Teks Bacaan =>

========================================================================

Mongabay.co.id

Habiskan Makanan Lebaran, Biar Tak Jadi Masalah Lingkungan

 

Hari Raya Idul Fitri identik dengan makan-makan. Setelah sebulan berpuasa, umat Islam Indonesia merayakan hari kemenangan dengan aneka makanan. Opor ayam, ketupat, satai, rendang, dan aneka camilan pun menghiasi meja makan.

Namun, jika dilakukan berlebihan, pesta kemenangan justru bisa menciptakan masalah lingkungan. Sejumlah riset menunjukkan bahwa sampah makanan (food waste) telah menjadi isu lingkungan.

Badan Pertanian dan Pangan Dunia PBB (FAO) menyebut sampah makanan sebagai makanan yang hilang pada rantai akhir pasokan makanan. Artinya, sampah itu terjadi pada sisi konsumsi. Adapun makanan yang hilang pada rantai produksi, dari pengolahan pascapanen, penyimpanan, sampai pengolahan disebut kehilangan makanan (food loss). Misalnya menyusut saat pengolahan atau rusak saat distribusi dari produsen ke konsumen.

Sebagai mata rantai terakhir dalam rantai pasokan makanan, rumah tangga berperan penting sebagai penghasil sampah makanan. Aktor lain di bagian ujung rantai pasokan makanan ini adalah restoran atau konsumen perorangan.

========================================================================

Daftar Item =>
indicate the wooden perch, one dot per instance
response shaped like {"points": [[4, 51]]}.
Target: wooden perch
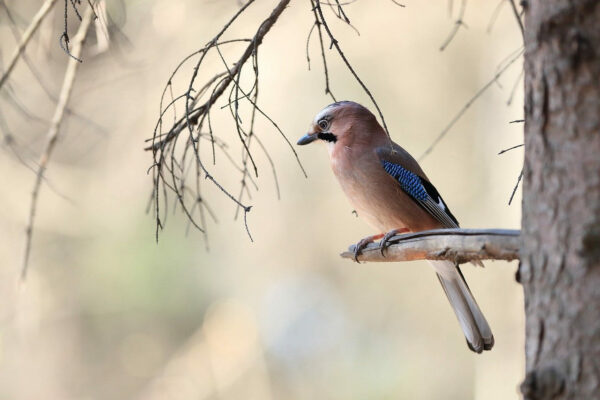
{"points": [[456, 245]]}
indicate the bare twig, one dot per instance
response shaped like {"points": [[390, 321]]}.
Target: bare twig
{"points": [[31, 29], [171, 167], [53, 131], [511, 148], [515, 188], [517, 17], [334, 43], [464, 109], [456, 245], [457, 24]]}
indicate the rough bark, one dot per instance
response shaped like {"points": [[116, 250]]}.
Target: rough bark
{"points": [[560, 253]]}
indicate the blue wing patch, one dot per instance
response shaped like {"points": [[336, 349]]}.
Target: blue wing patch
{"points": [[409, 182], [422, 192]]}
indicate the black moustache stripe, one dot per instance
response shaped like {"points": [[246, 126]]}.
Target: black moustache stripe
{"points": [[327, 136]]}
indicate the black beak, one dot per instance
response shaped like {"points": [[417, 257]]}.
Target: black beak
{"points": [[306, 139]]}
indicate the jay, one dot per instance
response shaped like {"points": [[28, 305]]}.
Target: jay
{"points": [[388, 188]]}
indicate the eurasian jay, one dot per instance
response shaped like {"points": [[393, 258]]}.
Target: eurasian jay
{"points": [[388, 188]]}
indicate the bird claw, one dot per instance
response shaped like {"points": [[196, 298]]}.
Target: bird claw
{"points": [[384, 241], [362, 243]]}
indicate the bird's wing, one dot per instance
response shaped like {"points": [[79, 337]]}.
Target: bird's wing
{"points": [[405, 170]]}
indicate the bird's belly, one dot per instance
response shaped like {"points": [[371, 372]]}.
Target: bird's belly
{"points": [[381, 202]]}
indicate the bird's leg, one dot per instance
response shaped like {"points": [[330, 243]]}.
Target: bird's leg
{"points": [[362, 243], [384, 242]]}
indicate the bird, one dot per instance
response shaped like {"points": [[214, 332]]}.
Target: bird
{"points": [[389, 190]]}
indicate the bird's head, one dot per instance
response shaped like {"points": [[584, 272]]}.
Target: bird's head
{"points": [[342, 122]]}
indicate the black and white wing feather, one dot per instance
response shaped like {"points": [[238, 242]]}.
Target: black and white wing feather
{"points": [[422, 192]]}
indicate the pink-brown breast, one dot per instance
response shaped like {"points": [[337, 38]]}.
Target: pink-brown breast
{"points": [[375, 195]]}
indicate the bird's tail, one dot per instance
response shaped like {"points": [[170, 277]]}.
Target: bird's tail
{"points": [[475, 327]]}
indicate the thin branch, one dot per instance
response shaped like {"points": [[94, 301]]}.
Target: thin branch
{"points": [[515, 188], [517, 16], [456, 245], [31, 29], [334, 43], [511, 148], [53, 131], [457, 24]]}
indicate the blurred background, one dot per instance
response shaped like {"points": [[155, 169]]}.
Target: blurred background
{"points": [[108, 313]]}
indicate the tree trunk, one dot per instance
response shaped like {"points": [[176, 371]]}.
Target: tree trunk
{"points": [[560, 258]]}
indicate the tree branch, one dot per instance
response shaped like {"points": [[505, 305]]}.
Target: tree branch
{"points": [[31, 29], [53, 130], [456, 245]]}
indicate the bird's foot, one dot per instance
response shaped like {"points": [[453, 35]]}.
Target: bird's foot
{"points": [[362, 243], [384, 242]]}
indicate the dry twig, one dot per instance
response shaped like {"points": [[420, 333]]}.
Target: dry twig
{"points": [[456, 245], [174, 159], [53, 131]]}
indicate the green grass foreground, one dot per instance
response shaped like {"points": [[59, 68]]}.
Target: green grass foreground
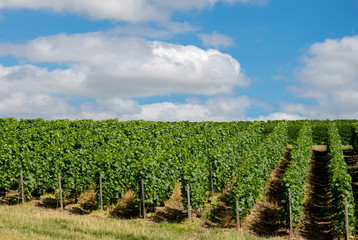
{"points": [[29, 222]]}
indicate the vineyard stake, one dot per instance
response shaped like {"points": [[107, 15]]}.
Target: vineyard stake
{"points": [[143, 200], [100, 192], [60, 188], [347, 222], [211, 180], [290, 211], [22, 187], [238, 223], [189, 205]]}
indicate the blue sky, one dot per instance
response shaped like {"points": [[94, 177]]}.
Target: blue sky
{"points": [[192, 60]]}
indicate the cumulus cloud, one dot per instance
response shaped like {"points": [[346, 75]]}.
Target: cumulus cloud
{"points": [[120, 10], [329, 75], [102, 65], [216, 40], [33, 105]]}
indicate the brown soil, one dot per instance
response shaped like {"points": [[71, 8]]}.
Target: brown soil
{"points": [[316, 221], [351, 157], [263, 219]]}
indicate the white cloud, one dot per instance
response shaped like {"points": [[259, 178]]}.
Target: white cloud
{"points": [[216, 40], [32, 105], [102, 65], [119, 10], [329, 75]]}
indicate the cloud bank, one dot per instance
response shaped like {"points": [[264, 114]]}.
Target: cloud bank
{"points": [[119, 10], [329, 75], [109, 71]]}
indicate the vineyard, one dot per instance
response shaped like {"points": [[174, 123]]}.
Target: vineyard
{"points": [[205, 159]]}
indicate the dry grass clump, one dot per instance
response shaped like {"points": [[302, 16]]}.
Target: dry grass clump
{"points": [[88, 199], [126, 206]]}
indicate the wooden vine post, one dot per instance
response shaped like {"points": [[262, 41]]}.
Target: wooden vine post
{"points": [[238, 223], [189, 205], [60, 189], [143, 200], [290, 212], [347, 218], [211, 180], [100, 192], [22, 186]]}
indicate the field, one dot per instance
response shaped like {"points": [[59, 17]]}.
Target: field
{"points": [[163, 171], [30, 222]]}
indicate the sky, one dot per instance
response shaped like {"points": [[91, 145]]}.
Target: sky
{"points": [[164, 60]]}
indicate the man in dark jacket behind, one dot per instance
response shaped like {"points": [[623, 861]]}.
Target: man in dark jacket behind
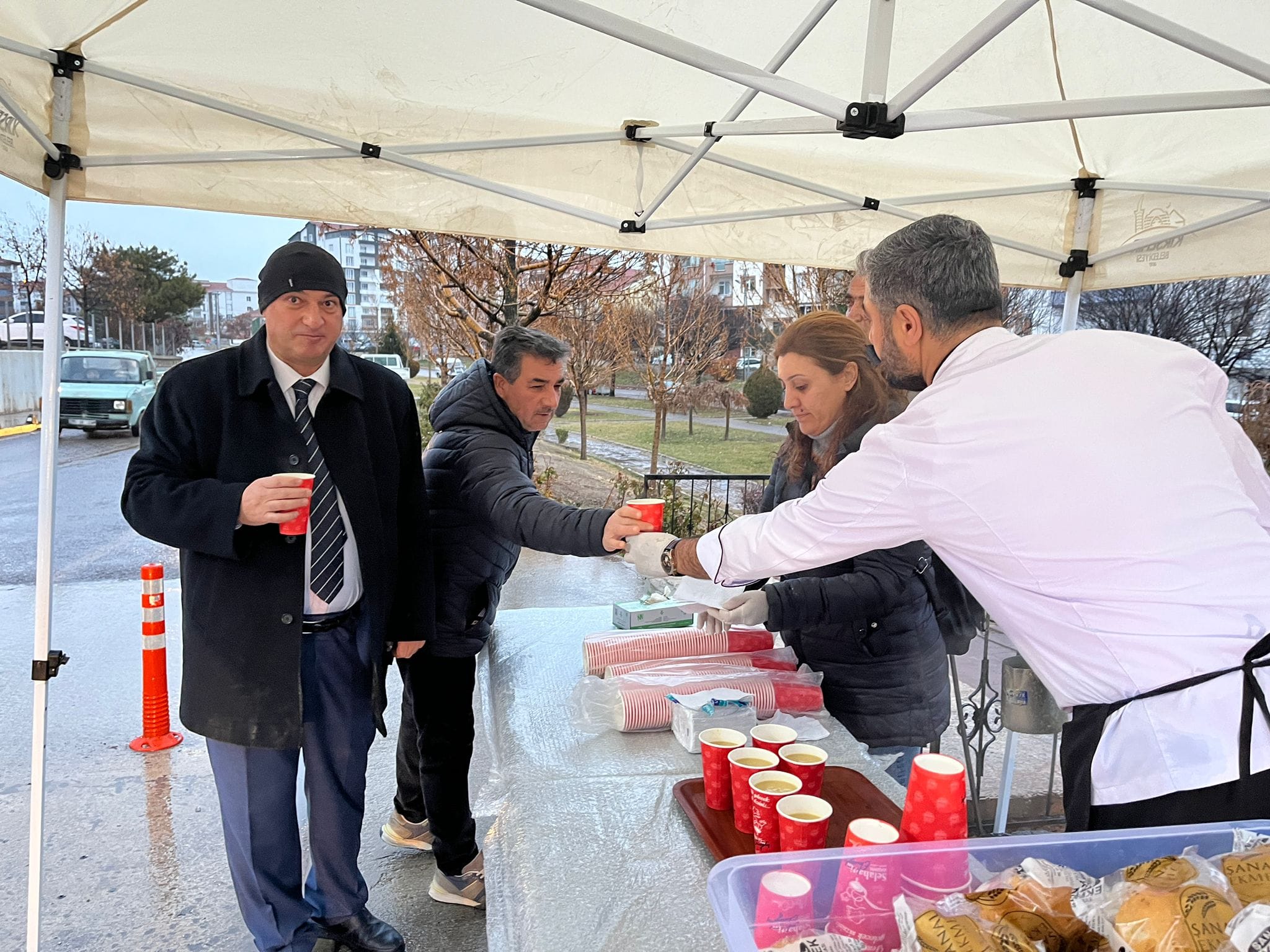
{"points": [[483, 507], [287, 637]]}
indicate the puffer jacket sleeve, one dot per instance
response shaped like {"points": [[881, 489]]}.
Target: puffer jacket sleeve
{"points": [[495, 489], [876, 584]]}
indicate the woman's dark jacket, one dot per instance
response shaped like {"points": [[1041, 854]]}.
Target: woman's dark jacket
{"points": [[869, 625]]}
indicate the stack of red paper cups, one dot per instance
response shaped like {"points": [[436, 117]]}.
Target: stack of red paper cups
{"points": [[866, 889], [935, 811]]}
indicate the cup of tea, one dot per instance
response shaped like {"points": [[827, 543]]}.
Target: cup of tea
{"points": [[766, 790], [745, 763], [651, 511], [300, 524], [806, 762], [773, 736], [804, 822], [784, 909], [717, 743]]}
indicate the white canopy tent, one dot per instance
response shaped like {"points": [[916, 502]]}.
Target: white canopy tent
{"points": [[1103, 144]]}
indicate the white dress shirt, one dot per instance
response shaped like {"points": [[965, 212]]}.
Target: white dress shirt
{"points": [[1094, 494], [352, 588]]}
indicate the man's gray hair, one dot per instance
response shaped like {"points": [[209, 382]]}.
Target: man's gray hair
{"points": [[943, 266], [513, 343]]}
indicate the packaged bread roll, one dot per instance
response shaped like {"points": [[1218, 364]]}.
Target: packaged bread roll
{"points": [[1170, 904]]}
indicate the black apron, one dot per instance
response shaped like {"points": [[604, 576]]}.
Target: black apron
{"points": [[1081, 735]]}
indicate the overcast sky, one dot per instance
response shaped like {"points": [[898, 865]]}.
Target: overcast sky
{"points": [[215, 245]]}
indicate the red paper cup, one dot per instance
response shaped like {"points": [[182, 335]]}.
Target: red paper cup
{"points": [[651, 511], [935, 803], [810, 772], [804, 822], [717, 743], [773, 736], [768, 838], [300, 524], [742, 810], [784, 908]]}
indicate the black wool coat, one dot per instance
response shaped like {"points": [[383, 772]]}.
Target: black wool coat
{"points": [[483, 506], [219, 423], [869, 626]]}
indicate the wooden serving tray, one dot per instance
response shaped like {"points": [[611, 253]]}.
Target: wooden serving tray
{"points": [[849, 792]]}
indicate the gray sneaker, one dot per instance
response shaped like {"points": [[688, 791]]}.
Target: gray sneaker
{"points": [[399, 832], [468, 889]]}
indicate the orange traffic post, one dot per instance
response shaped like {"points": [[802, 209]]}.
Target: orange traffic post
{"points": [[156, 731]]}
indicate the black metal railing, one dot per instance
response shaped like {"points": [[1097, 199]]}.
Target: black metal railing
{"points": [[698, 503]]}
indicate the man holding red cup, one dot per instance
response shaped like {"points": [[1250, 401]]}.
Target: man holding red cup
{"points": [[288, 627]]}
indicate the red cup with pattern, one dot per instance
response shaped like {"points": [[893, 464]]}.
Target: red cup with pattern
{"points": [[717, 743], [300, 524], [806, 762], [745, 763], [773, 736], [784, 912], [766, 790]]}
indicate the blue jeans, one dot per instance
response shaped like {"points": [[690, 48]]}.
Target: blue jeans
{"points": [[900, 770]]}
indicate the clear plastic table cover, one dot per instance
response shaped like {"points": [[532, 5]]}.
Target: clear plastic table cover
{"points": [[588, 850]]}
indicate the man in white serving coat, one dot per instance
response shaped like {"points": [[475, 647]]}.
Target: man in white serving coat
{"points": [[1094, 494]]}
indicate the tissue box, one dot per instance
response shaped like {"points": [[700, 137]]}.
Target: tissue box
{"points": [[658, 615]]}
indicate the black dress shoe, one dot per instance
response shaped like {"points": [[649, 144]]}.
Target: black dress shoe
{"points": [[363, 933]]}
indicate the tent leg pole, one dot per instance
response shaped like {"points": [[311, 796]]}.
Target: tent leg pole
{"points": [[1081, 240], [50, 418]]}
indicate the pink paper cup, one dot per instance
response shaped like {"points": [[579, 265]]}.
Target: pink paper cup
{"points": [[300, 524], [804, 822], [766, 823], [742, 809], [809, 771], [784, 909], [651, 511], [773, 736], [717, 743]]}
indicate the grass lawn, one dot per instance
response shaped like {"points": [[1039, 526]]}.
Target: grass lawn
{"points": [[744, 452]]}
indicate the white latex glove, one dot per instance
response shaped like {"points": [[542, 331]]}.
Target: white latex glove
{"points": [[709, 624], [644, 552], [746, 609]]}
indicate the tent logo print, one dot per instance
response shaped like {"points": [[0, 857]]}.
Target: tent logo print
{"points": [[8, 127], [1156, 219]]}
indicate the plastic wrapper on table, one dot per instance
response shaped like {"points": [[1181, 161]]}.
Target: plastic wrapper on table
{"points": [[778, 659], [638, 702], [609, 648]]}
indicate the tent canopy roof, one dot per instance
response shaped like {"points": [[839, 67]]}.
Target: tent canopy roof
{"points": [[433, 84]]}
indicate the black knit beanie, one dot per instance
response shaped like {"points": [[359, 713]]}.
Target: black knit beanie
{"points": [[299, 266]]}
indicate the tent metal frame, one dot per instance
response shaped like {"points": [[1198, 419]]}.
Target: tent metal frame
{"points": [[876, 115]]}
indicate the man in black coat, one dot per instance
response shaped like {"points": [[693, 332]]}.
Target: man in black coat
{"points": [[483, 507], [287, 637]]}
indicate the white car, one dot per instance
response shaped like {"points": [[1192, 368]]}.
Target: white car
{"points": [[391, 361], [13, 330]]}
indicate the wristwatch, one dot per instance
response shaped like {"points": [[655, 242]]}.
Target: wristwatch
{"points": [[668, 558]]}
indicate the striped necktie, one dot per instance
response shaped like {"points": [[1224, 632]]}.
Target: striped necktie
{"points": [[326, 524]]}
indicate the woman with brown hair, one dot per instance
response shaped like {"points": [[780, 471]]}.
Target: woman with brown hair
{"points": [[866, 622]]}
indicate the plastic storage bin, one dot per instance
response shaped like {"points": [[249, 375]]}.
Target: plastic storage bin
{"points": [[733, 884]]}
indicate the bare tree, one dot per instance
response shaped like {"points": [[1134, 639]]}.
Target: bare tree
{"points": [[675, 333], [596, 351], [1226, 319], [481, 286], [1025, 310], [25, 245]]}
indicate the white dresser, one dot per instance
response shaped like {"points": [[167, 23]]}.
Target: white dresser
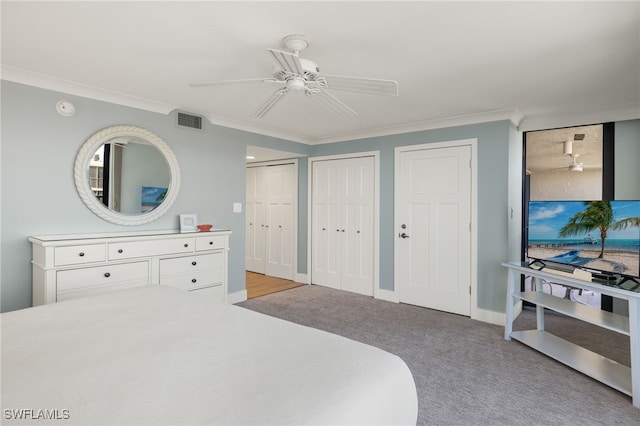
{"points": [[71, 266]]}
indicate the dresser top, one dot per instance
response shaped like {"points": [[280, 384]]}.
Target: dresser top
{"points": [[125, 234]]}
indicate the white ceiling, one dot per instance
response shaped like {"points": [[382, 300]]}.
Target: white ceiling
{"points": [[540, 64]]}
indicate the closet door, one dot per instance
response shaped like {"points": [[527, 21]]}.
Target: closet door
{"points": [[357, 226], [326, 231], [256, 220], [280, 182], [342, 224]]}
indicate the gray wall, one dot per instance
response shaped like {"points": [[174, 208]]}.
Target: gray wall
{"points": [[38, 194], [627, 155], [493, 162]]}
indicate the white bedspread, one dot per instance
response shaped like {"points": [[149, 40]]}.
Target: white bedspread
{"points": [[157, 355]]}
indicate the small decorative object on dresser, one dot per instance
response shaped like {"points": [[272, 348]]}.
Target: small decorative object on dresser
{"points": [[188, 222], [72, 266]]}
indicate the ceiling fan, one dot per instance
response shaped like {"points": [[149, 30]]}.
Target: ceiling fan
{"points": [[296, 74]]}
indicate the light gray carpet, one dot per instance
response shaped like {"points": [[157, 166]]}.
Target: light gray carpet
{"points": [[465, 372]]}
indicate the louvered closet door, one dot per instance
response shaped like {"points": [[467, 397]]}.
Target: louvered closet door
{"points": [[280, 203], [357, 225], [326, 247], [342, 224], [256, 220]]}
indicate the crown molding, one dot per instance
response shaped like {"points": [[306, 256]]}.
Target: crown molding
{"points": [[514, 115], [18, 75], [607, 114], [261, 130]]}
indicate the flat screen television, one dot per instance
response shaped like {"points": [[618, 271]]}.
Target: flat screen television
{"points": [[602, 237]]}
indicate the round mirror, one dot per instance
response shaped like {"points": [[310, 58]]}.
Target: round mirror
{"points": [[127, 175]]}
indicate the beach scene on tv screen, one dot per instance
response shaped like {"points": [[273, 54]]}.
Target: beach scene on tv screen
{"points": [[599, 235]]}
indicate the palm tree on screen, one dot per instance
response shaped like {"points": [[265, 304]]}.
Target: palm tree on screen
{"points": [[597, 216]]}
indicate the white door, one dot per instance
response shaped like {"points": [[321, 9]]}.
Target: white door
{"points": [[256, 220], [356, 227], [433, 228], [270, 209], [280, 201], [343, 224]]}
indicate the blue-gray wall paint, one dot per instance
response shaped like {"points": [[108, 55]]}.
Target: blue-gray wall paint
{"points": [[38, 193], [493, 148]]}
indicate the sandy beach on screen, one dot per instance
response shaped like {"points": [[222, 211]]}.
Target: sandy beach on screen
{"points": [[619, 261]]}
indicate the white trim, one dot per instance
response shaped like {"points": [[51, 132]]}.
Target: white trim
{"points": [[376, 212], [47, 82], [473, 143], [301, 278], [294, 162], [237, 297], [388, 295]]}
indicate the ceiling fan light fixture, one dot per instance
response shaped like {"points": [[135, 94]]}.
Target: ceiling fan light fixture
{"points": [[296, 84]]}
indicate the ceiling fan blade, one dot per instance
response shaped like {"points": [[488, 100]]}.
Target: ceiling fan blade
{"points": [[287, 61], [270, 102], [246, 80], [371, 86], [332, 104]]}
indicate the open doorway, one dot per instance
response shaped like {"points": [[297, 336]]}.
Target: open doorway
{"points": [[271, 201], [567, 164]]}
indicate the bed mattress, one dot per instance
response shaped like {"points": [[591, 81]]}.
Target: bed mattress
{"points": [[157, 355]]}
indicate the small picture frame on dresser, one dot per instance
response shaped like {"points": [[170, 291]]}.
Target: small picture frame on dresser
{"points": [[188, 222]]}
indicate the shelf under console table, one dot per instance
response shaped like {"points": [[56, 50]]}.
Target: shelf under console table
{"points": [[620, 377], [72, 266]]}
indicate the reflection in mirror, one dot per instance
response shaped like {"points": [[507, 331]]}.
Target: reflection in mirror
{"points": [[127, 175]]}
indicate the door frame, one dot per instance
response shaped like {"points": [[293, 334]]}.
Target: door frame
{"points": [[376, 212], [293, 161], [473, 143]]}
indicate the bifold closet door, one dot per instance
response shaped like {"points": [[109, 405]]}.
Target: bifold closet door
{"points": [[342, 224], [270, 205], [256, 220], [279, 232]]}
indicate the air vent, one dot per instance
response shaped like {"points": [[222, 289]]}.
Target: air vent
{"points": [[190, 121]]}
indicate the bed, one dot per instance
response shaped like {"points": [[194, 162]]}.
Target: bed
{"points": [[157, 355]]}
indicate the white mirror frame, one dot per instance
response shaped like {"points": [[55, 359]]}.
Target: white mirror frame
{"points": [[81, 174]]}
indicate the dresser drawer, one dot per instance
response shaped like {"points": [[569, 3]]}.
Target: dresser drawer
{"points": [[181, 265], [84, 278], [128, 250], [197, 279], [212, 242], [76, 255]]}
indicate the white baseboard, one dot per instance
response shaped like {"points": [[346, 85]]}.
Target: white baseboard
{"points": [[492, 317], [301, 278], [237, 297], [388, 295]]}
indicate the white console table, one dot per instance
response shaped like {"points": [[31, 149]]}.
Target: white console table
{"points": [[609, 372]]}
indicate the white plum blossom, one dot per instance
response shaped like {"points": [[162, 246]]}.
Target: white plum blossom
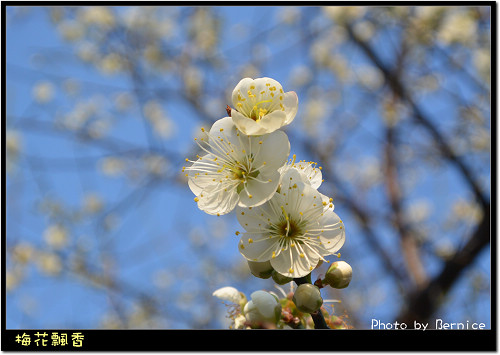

========================================================================

Tugas Wajib =>
1. Tuliskan ulang bagian teks tentang sampah makanan Lebaran, dari "Namun, jika dilakukan" sampai dengan "atau konsumen perorangan.".
2. Terjemahkan kalimat "Setelah sebulan berpuasa, umat Islam Indonesia merayakan hari kemenangan dengan aneka makanan." dari teks tentang sampah makanan Lebaran ke dalam bahasa Inggris.
3. Lanjutkan teks tentang sampah makanan Lebaran, mulai tepat setelah kalimat terakhir yang ditampilkan.
Baris-baris data tidak diperlukan untuk mengerjakan tugas ini.

Jawaban Latihan =>
1.
Namun, jika dilakukan berlebihan, pesta kemenangan justru bisa menciptakan masalah lingkungan. Sejumlah riset menunjukkan bahwa sampah makanan (food waste) telah menjadi isu lingkungan.

Badan Pertanian dan Pangan Dunia PBB (FAO) menyebut sampah makanan sebagai makanan yang hilang pada rantai akhir pasokan makanan. Artinya, sampah itu terjadi pada sisi konsumsi. Adapun makanan yang hilang pada rantai produksi, dari pengolahan pascapanen, penyimpanan, sampai pengolahan disebut kehilangan makanan (food loss). Misalnya menyusut saat pengolahan atau rusak saat distribusi dari produsen ke konsumen.

Sebagai mata rantai terakhir dalam rantai pasokan makanan, rumah tangga berperan penting sebagai penghasil sampah makanan. Aktor lain di bagian ujung rantai pasokan makanan ini adalah restoran atau konsumen perorangan.

2. After a month of fasting, Indonesian Muslims celebrate the day of victory with a variety of foods.

3.
baca : Ramadhan dan Sampah di Kota Gorontalo yang Meningkat Pesat

 

Makanan berlebihan bisa memicu masalah lingkungan. Foto : Anton Muhajir/Mongabay Indonesia

 

Dalam laporan Food Wastage Footprint & Climate Change (2011), FAO memperkirakan setiap tahun jumlah makanan hilang dan sampah makanan mencapai sepertiga dari total produksi pangan global. Sampah makanan terjadi karena berbagai alasan lokal di tiap negara. Misalnya tingkat pendapatan, konsumsi, dan lain-lain.

Ada perbedaan jelas di antara negara maju dan negara berkembang terkait sampah makanan ini. Di negara-negara berpendapatan tinggi, sampah makanan lebih banyak terjadi di tahap pengolahan, distribusi, dan konsumsi. Sedangkan di negara-negara dengan pendapatan rendah, kehilangan makanan lebih banyak terjadi di tahap produksi dan pascapanen.

FAO menyatakan sampah makanan turut mengakibatkan gas rumah kaca. Tiap tahun, jejak karbon akibat sampah makanan itu mencapai 4,4 giga ton (GT). Dalam analogi FAO, jumlah itu berada di urutan ketiga dari negara-negara penghasil karbondioksida terbesar di dunia setelah China dan Amerika Serikat.

Jumlah itu setara dengan 8 persen gas karbondioksida penyebab efek rumah kaca yang dihasilkan manusia. Atau, sekitar 87 persen dari emisi akibat transportasi darat seluruh dunia.

Tak hanya secara lingkungan, sampah makanan juga mengakibatkan kerugian ekonomi. Menurut FAO, pada 2012, nilai sampah makanan itu mencapai 936 juta dolar Amerika. Nilai itu setara dengan pendapatan domestik bruto Indonesia. Menggunakan perhitungan sama dari FAO, nilai ekonomi dari emisi gas rumah kaca mencapai 411 juta dolar Amerika.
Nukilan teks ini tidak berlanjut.